*SOURCE DATA:*
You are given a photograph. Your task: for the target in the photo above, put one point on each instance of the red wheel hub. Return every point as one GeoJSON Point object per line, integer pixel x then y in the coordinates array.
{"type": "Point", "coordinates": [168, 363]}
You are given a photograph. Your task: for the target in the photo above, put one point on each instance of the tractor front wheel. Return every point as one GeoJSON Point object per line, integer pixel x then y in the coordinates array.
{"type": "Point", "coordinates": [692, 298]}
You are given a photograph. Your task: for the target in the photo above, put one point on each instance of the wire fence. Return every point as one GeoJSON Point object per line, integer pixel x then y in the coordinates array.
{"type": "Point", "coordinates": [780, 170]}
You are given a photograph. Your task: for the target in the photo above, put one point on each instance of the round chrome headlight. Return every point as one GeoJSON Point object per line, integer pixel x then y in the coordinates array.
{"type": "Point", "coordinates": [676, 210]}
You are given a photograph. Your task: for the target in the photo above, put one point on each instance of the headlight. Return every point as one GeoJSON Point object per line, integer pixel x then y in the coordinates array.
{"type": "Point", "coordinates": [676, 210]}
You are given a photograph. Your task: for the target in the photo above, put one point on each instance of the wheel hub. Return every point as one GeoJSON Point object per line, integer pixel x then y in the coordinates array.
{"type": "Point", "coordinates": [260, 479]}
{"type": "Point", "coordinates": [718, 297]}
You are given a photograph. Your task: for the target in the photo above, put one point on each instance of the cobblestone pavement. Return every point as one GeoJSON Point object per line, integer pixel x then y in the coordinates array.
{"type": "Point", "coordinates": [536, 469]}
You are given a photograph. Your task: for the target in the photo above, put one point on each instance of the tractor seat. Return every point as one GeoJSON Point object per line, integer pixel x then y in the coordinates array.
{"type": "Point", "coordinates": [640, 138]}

*DIRECTIONS FOR THIS TASK:*
Produce an exact repeat of the lines from the one containing "the tractor seat." through the last line of the data, and nothing more.

*SOLUTION BELOW:*
You are given a photograph. Your task: for the target in the photo above, put one point on each instance of the tractor seat. Return every point as one GeoJSON Point object per line, integer pixel x then y in the coordinates array.
{"type": "Point", "coordinates": [640, 138]}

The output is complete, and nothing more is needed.